GIVEN RECORDS Block Start

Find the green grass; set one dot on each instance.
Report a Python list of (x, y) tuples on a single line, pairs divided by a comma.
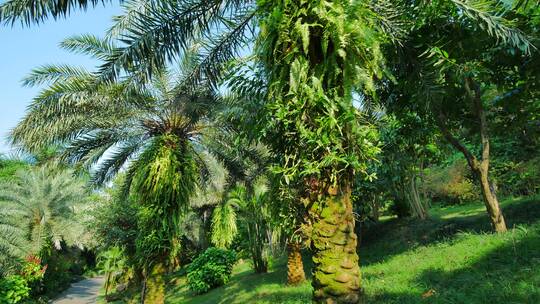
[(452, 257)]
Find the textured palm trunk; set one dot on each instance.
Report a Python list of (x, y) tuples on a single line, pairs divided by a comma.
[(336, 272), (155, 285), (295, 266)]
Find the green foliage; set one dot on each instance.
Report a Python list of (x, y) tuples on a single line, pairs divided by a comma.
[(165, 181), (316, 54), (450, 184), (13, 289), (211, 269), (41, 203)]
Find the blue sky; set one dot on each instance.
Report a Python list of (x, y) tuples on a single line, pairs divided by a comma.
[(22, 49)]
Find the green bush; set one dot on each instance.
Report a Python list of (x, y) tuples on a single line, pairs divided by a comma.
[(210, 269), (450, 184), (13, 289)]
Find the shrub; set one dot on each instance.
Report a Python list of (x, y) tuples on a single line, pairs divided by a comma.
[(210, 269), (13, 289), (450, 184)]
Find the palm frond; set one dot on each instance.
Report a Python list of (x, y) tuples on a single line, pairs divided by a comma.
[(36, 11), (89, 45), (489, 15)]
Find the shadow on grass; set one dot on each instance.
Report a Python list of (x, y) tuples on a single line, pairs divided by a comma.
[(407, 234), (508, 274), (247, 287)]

GIVEN RECORDS Block End
GIVEN RECORDS Block Start

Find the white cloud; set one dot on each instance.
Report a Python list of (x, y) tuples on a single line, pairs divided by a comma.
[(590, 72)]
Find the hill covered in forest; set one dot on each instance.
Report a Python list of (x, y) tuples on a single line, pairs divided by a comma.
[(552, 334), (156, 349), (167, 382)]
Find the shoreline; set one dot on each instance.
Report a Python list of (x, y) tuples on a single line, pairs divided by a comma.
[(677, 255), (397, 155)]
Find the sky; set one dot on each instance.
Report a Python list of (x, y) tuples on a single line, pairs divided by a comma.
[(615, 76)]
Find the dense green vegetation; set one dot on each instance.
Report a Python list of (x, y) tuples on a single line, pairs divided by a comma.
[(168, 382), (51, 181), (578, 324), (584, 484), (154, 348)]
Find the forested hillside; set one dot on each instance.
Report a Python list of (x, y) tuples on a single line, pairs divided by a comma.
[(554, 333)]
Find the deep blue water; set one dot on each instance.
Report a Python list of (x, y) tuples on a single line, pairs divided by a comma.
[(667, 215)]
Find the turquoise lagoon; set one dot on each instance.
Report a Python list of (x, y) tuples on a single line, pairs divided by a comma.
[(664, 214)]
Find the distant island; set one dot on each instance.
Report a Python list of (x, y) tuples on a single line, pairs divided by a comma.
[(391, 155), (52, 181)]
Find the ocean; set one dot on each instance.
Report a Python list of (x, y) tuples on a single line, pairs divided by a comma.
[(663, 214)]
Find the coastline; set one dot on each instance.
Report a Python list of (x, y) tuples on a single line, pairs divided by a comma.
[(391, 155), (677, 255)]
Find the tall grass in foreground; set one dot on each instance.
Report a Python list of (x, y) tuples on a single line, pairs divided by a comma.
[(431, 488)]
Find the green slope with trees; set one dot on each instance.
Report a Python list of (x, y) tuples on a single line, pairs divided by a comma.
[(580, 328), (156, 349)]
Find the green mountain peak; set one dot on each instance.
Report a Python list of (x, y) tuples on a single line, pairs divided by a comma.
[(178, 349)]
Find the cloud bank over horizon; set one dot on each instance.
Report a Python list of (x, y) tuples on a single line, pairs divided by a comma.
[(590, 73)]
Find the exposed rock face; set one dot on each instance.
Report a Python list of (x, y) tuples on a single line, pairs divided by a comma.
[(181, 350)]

GIVEN RECORDS Block End

▸ **TASK INSTRUCTIONS**
Scan the material above and copy every line that holds the string "green".

▸ **YOUR RESPONSE**
Find the green grass; set one dot on each instance.
Find the green foliage; set one dot on each instance.
Find the green bush; set one dot on each instance.
Find the dense green vegetation; set one dot on each instance.
Find the green slope with trees; set one dot on each instance.
Find the green mountain peak; set one dot on each instance.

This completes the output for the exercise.